- Position identification records -
↓↓↓

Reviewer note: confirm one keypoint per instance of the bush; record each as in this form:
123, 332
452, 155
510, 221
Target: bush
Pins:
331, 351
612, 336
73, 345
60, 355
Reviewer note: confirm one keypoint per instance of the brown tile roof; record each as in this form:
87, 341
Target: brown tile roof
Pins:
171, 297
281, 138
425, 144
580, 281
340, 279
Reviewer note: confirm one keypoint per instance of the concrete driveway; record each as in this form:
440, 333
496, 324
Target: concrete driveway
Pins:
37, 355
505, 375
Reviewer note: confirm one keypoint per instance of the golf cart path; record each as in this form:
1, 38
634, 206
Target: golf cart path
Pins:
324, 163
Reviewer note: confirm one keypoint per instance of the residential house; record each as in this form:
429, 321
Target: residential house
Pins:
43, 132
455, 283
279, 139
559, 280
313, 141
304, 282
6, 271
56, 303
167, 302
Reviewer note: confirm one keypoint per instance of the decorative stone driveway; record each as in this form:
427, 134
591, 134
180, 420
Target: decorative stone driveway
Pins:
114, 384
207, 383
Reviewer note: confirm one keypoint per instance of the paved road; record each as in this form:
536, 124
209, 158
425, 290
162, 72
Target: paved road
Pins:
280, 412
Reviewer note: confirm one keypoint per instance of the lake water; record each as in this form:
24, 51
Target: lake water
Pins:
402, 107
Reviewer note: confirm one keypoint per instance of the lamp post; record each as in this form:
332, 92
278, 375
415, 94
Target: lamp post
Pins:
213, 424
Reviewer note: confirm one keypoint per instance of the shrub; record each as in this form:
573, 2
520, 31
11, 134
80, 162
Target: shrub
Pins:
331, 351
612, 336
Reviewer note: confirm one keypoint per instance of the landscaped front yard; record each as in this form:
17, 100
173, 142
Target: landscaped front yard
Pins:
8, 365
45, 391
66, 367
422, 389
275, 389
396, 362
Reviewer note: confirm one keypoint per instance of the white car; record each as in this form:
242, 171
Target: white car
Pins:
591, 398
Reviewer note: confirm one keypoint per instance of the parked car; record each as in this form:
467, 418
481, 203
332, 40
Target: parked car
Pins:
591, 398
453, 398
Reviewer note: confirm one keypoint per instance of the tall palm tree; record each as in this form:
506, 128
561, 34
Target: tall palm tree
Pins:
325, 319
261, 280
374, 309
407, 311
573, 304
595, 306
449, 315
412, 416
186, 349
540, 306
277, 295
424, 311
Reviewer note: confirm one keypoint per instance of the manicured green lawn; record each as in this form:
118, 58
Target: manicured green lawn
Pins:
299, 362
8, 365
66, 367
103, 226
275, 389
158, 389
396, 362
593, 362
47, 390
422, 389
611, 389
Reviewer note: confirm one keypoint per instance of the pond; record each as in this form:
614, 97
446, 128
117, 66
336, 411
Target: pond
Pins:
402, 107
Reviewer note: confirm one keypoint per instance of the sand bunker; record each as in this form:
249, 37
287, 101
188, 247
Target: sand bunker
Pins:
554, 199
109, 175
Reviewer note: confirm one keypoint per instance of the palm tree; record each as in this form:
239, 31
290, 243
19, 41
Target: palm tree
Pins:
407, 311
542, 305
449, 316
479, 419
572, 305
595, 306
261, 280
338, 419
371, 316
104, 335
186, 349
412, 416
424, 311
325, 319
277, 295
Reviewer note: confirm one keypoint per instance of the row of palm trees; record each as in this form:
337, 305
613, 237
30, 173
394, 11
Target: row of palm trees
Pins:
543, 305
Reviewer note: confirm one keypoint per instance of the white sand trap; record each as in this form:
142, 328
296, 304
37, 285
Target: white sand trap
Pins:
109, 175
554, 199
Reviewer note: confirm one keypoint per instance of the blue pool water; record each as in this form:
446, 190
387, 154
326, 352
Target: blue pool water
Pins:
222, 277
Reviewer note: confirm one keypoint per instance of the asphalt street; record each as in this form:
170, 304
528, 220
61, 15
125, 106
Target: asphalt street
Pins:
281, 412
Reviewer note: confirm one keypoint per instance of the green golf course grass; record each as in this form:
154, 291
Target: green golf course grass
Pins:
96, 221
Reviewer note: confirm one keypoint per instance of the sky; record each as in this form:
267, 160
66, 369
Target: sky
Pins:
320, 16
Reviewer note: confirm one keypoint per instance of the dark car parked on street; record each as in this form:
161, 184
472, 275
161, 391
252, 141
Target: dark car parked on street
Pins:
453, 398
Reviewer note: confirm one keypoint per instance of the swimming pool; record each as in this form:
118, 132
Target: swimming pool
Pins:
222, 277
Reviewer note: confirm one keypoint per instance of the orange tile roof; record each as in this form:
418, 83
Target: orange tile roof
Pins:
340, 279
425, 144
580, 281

↑↑↑
↓↓↓

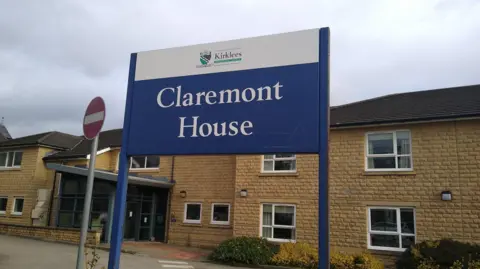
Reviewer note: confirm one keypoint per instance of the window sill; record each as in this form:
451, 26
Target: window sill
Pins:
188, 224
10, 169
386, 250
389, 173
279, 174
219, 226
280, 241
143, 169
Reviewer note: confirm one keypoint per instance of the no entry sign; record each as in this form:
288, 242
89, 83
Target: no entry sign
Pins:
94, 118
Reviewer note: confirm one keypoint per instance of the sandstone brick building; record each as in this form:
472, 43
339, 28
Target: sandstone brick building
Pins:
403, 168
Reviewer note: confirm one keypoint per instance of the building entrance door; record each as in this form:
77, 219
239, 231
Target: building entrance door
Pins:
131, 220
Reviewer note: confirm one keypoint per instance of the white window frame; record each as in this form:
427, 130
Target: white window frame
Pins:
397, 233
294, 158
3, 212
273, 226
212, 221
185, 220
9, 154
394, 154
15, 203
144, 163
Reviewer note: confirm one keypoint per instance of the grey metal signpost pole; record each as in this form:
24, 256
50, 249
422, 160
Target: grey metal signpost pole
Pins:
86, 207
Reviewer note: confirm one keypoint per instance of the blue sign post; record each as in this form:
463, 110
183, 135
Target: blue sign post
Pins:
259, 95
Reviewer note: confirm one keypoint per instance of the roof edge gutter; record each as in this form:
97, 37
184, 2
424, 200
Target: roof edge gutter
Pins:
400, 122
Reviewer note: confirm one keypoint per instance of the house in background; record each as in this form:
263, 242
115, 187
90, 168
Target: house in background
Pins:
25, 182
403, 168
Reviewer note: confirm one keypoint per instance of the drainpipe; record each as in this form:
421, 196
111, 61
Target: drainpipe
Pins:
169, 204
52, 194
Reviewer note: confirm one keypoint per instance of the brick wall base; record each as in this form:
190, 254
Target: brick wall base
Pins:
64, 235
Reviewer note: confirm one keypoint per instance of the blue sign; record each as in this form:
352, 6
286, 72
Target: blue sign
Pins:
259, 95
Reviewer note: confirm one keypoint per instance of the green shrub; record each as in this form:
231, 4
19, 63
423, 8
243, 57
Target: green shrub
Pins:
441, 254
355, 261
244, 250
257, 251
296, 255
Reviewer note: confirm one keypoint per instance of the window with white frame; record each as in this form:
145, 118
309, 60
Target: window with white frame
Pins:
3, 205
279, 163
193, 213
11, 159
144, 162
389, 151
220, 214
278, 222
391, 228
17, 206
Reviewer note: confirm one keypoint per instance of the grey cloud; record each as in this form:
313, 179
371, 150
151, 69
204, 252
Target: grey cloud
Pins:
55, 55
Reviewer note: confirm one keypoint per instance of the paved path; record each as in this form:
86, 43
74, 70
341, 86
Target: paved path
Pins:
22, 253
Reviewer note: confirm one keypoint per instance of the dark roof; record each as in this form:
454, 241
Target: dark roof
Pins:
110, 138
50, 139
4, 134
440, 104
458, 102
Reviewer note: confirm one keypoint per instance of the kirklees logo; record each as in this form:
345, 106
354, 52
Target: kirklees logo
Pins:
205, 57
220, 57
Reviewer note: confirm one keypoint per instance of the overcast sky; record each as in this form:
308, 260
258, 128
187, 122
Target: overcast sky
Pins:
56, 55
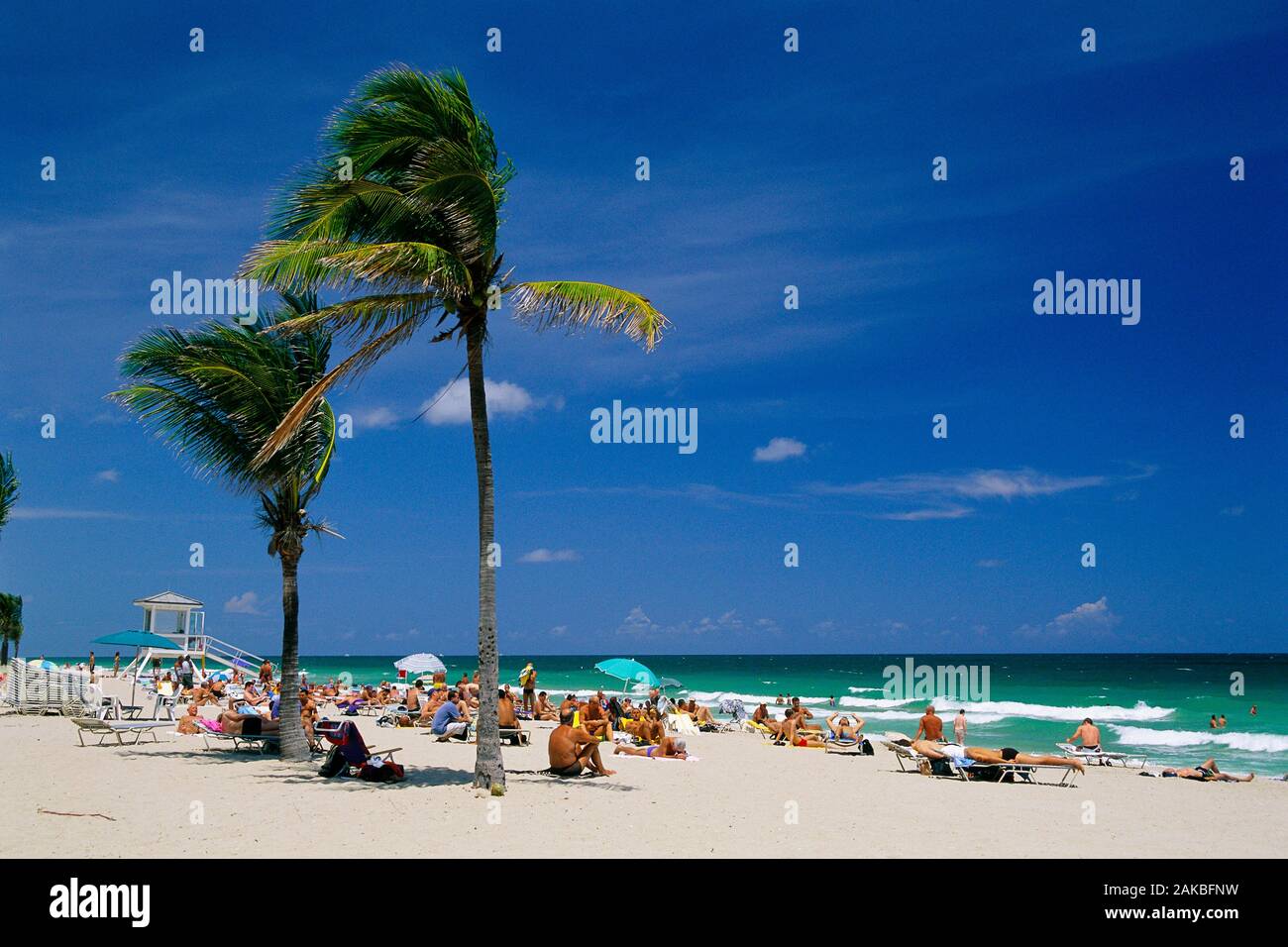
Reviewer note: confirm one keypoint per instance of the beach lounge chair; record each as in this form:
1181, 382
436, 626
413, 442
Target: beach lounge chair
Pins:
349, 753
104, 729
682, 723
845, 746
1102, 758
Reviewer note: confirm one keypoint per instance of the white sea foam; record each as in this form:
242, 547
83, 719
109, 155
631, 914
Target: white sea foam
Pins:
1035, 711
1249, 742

↑↑↑
↓↓↓

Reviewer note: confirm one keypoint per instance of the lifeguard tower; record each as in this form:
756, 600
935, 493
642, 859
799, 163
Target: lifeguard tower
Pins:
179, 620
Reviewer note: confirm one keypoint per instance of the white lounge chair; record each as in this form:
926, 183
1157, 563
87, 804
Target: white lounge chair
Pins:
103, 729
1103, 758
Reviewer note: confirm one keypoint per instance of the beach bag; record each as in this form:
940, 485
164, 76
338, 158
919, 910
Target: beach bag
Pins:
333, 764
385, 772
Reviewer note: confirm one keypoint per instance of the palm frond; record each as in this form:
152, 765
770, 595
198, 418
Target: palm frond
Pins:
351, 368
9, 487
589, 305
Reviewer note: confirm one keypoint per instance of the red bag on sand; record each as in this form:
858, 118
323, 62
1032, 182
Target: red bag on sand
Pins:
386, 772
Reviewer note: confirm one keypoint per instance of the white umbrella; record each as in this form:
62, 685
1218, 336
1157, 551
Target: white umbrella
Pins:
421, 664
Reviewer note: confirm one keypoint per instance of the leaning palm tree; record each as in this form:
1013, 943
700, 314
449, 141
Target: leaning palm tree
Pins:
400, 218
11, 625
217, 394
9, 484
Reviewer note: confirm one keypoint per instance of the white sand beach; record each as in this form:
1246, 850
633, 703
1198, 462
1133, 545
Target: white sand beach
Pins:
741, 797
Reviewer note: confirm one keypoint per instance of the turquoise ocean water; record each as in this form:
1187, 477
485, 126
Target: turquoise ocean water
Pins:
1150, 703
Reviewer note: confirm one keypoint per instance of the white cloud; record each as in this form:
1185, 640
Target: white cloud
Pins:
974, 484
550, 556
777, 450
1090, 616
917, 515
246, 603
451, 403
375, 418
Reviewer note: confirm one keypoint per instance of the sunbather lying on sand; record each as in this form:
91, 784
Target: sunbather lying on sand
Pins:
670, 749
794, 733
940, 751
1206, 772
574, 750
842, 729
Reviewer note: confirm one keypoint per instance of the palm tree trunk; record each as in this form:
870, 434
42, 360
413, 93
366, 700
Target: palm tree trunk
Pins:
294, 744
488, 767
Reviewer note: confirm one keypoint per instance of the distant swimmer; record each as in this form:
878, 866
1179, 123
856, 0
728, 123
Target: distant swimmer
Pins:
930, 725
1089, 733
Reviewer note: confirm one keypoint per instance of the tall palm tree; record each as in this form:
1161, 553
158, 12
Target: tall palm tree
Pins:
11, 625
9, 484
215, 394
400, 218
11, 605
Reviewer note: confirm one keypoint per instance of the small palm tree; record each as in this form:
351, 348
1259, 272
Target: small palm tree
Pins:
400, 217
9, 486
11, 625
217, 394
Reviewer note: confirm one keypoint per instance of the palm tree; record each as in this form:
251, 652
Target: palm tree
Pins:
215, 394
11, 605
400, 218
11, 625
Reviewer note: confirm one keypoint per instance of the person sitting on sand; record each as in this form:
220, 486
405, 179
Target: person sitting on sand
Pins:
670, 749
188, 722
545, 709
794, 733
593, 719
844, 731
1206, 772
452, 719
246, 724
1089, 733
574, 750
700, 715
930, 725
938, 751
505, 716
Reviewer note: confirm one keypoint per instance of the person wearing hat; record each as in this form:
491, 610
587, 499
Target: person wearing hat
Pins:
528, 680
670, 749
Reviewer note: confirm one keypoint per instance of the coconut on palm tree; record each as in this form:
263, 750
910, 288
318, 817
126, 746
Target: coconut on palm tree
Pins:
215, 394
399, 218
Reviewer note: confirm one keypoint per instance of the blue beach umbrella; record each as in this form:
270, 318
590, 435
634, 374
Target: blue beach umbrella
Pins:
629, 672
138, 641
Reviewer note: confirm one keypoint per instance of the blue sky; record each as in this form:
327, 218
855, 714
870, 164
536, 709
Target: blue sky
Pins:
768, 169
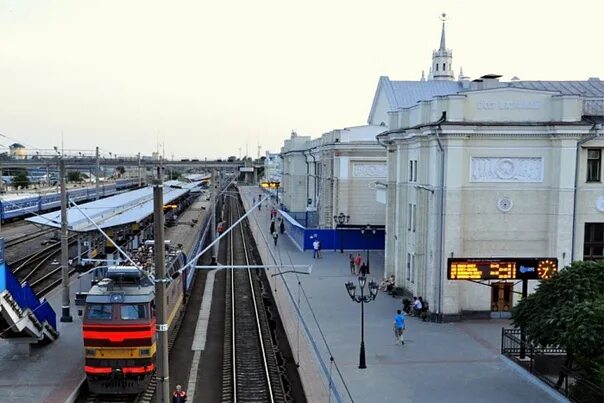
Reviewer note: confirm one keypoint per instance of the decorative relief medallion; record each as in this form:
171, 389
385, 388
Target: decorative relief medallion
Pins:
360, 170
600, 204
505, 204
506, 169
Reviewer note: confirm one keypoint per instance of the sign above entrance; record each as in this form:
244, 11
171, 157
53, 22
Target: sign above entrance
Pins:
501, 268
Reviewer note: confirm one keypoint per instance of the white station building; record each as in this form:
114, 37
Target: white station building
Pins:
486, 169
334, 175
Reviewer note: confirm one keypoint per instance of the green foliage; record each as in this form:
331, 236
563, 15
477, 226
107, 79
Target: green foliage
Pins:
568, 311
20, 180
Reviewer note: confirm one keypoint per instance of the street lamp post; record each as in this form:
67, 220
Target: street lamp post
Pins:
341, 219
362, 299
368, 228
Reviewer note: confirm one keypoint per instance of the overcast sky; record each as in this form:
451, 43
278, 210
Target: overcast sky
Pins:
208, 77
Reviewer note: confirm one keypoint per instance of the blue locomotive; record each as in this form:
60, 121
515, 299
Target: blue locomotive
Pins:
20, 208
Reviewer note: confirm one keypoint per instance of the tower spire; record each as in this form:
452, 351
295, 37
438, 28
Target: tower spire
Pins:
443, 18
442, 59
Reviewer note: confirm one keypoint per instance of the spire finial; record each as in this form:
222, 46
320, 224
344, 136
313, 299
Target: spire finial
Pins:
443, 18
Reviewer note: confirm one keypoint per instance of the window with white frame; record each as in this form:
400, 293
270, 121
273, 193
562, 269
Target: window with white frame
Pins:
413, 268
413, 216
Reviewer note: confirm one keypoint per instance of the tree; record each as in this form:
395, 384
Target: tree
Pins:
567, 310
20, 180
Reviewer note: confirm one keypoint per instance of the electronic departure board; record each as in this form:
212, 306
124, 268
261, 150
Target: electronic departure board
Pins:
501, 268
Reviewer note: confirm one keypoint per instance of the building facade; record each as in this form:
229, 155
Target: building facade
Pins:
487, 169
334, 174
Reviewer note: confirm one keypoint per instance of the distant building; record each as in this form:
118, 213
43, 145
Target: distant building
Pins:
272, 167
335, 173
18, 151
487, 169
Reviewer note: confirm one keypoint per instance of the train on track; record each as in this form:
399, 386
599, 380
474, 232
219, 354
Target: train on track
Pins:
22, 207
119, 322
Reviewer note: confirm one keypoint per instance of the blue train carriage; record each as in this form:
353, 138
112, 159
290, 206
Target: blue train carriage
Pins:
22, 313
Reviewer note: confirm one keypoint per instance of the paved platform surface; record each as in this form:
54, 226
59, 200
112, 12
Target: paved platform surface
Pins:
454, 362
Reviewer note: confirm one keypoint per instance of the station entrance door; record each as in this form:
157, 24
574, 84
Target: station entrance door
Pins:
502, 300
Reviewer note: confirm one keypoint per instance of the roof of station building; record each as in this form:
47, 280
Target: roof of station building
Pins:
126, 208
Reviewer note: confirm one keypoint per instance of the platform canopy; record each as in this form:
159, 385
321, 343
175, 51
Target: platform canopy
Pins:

↑↑↑

- Task to complete -
Identify every line in the records above that contains the string "lifeguard", and copy each of those lines in full. Case counts.

- Written response -
Reviewer note: confirm one keypoint per instance of the lifeguard tower; record each as in this form:
Target: lifeguard tower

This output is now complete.